Repeat the records below word for word, from the line containing "of the blue" through the final line of the records, both ends included. Output only that span.

--- Start of Data records ---

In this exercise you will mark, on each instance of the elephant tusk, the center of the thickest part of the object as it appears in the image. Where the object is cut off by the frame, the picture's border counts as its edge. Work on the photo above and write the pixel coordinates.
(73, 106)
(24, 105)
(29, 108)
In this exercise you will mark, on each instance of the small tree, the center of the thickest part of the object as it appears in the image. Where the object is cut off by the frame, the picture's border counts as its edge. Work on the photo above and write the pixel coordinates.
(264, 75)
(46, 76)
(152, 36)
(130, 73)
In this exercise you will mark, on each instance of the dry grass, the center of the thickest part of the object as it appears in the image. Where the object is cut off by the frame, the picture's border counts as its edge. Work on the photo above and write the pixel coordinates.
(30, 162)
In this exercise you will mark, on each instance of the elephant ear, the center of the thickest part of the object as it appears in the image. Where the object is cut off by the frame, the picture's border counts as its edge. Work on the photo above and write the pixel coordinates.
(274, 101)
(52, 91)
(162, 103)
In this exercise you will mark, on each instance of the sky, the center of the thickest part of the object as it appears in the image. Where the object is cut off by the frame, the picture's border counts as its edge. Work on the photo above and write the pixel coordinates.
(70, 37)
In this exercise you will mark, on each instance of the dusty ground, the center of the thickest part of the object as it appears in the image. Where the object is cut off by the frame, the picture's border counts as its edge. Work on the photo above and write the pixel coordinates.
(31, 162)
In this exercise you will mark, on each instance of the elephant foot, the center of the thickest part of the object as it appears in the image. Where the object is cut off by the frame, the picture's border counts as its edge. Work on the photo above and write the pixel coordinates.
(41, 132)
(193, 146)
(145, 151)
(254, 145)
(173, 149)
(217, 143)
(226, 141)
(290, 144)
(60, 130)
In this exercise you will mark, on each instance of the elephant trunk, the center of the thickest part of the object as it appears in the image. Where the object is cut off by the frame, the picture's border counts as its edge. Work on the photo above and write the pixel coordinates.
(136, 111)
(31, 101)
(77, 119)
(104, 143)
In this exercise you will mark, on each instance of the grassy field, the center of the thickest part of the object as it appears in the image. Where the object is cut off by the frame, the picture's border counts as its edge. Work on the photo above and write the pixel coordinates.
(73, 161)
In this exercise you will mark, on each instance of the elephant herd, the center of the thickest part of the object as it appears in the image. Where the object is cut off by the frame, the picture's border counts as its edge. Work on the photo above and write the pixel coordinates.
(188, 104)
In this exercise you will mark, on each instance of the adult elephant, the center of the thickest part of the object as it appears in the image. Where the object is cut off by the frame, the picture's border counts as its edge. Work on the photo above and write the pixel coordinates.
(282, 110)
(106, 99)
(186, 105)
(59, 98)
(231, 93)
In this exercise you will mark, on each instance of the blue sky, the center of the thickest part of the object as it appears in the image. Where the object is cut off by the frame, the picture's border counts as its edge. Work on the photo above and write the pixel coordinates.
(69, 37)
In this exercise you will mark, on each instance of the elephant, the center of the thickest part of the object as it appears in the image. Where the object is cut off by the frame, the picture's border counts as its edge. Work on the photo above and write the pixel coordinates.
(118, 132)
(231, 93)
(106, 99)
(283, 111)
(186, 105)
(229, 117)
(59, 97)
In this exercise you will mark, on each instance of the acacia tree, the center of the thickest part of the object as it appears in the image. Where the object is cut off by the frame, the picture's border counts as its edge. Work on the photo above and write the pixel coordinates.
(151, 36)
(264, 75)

--- End of Data records ---

▶ **Solution**
In this exercise you will mark, on each instance of the blue sky, the center of the thickest part of the object as it appears in the image. Where the object is cut off by the frame, the picture's border counts as its edge. Work on the photo above and write the pixel coordinates.
(69, 37)
In this exercise you will mark, on each instance of the elephant, the center of the thickest part of the object as it appears in the image. Where the object is cut off by the frame, the picture's border counts as its edge. Work on the photo above and write the pixel coordinates.
(118, 132)
(231, 93)
(106, 99)
(283, 111)
(186, 105)
(229, 117)
(59, 97)
In this exercise you will mark, on each instance of the acacia tree, the center of the thickest part of the object as it appears in the image. Where the object is cut off by the frame, the picture's border counts as its edge. Work on the photo above and write the pixel coordinates.
(151, 36)
(264, 75)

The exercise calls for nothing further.